━━━━━ DATASET CONTENT ━━━━━
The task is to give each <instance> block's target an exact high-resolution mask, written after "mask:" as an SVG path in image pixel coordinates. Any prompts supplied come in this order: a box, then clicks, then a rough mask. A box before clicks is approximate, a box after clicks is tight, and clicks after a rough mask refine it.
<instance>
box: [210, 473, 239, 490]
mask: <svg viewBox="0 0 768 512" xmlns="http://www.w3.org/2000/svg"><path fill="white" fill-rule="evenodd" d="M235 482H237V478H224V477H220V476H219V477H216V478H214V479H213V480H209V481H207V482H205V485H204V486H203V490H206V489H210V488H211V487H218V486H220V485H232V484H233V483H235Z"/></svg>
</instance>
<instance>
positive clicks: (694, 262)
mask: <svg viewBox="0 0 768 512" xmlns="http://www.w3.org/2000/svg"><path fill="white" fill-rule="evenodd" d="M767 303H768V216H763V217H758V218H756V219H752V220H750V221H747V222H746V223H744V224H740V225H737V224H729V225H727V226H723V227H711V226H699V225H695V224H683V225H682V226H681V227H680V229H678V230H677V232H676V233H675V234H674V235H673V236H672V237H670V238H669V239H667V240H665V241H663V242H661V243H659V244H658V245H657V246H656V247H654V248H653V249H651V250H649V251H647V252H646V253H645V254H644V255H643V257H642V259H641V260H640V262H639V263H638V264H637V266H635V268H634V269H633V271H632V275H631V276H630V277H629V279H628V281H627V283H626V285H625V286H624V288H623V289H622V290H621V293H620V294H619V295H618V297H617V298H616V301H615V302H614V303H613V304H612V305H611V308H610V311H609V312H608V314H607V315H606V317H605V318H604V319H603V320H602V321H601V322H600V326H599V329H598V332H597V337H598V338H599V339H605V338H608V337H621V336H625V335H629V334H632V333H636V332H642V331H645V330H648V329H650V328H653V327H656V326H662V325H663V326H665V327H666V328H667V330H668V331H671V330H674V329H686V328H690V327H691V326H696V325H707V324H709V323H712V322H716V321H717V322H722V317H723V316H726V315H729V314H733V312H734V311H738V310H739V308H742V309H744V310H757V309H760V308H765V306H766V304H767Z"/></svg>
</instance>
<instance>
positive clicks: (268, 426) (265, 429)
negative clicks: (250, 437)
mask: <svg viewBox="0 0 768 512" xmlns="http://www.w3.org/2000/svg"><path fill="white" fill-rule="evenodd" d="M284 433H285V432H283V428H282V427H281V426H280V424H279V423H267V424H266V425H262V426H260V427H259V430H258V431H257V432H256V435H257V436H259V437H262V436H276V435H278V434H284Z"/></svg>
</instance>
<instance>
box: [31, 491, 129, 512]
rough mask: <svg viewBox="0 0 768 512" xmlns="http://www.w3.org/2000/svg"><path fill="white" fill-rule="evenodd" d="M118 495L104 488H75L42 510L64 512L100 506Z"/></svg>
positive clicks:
━━━━━
GOAL OF THE EXERCISE: How many lines of the records contain the string "positive"? Give only the number.

PROBLEM SOLUTION: 3